Several regression models were trained and evaluated on a dataset.
The linear regression model, trained using cross-validation, achieved good results with an RMSE score of approximately 0.1279 on the validation dataset and 0.1585 on the test dataset.
Lasso regression, which incorporates feature selection, had an average RMSE score of around 0.1534 on validation and 0.1401 on the test dataset.
Ridge regression, focusing on reducing multicollinearity, had an average RMSE score of approximately 0.2335 on validation and 0.1457 on the test dataset.
Elastic Net regression, combining Lasso and Ridge regularization, performed well with an RMSE score of around 0.1524 on validation and 0.1398 on the test dataset.
K-Nearest Neighbors regression achieved moderate performance with an average RMSE score of approximately 0.1789 on validation and 0.1994 on the test dataset.
The SVR model, based on support vector regression, consistently performed well with an average RMSE score of 0.1190 on validation and 0.1311 on the test dataset.
The decision tree model had an average RMSE score of 0.2944 on validation and 0.2820 on the test dataset.
In comparison, the random forest model, an ensemble of decision trees, outperformed the decision tree model with an average RMSE score of 0.1643 on validation and 0.1526 on the test dataset.
The random forest model highlighted influential features such as “OverallQual,” “GrLivArea,” and “YearBuilt” in predicting sale prices.
Among the gradient-boosted tree models, XGBoost and LightGBM had similar performance.
XGBoost achieved a validation RMSE of 0.1126 and a test RMSE of 0.1373, while LightGBM had a validation RMSE of 0.1258 and a test RMSE of 0.1436.

▶ _Raw data_

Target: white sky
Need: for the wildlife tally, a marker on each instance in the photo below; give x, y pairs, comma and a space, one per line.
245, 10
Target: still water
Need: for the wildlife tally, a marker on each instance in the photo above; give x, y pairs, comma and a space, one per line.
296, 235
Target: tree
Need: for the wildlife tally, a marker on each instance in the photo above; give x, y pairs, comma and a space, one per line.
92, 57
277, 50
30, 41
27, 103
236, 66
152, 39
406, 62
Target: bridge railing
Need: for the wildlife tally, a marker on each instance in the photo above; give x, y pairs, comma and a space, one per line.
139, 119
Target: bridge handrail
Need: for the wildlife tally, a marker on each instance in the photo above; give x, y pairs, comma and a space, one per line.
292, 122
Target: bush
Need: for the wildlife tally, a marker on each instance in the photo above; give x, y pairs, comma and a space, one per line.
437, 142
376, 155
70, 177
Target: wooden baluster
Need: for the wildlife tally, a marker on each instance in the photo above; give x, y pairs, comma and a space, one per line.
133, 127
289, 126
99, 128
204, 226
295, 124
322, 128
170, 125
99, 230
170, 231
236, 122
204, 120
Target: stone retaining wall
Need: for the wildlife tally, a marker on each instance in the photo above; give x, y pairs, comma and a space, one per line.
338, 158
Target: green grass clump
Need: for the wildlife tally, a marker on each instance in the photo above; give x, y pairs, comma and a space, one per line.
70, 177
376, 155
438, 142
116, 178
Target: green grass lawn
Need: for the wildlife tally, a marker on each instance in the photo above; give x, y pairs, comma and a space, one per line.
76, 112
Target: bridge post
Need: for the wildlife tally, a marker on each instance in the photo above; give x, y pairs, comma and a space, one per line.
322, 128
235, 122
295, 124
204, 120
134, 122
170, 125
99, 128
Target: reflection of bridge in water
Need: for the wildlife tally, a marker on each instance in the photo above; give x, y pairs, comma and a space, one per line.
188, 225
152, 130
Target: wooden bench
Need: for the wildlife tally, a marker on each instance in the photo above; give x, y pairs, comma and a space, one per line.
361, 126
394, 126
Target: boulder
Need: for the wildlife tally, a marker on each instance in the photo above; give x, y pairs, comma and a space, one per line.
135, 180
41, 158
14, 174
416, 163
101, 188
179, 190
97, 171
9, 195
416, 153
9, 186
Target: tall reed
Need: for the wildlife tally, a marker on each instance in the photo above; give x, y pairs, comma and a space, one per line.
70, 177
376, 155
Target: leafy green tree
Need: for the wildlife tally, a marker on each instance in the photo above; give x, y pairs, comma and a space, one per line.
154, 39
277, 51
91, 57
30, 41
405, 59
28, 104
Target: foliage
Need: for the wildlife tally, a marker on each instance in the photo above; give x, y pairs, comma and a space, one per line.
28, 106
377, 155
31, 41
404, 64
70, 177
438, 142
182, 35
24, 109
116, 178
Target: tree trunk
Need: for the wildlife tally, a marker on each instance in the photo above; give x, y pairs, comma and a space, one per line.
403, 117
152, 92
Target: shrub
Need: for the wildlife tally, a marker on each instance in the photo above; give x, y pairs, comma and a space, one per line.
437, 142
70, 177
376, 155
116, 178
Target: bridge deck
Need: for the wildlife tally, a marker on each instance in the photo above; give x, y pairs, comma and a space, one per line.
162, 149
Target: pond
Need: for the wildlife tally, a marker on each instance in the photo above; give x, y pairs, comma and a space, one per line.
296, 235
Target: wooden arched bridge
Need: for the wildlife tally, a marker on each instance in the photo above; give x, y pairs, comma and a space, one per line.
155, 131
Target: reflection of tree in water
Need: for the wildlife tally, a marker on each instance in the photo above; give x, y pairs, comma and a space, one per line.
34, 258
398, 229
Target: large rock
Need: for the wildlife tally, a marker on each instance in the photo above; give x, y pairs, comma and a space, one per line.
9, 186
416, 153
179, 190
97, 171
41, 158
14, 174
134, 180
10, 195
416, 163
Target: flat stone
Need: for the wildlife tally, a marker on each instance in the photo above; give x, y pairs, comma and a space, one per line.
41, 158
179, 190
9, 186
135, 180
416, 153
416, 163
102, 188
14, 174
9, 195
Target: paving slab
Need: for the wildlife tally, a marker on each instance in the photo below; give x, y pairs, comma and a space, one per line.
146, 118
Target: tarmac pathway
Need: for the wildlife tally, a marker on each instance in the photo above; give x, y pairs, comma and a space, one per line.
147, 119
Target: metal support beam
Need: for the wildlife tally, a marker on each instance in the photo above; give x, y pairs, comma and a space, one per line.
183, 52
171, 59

▶ _Required work_
1. In one to three sentences, explain what the regression summary says Elastic Net regression combines and how well it performed.
2. Transcribe the regression summary from "The linear regression" up to and including "0.1457 on the test dataset.".
3. Translate this sentence from the regression summary into Spanish: "Among the gradient-boosted tree models, XGBoost and LightGBM had similar performance."
The rows come from a separate source.

▶ _Answers to the tasks_
1. Elastic Net regression combines Lasso and Ridge regularization. It performed well, with an RMSE score of around 0.1524 on validation and 0.1398 on the test dataset.

2.
The linear regression model, trained using cross-validation, achieved good results with an RMSE score of approximately 0.1279 on the validation dataset and 0.1585 on the test dataset.
Lasso regression, which incorporates feature selection, had an average RMSE score of around 0.1534 on validation and 0.1401 on the test dataset.
Ridge regression, focusing on reducing multicollinearity, had an average RMSE score of approximately 0.2335 on validation and 0.1457 on the test dataset.

3. Entre los modelos de árboles potenciados por gradiente, XGBoost y LightGBM tuvieron un rendimiento similar.